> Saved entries
▬▬▬▬▬▬

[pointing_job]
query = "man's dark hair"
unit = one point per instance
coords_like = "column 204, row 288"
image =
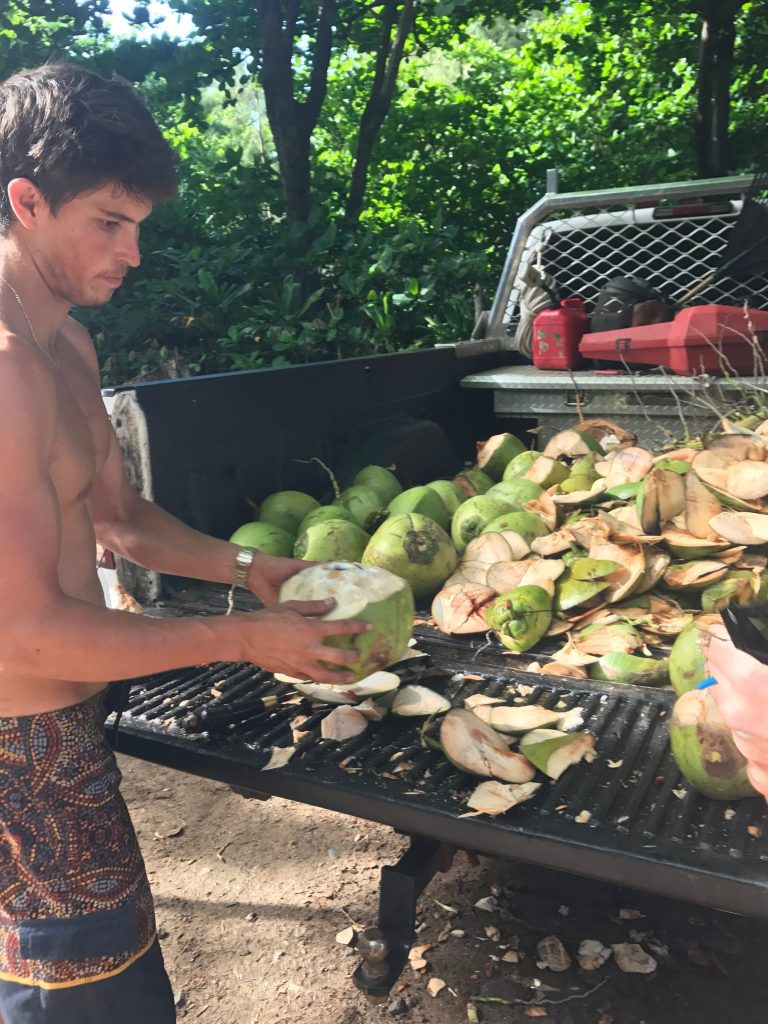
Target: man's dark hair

▬▬▬▬▬▬

> YOUR GOAL
Return each line exactly as written. Any picture gets left out.

> ANSWER BELOW
[pointing_job]
query = "man's dark hair"
unit = one point per instance
coords_like = "column 204, row 288"
image =
Target: man's dark hair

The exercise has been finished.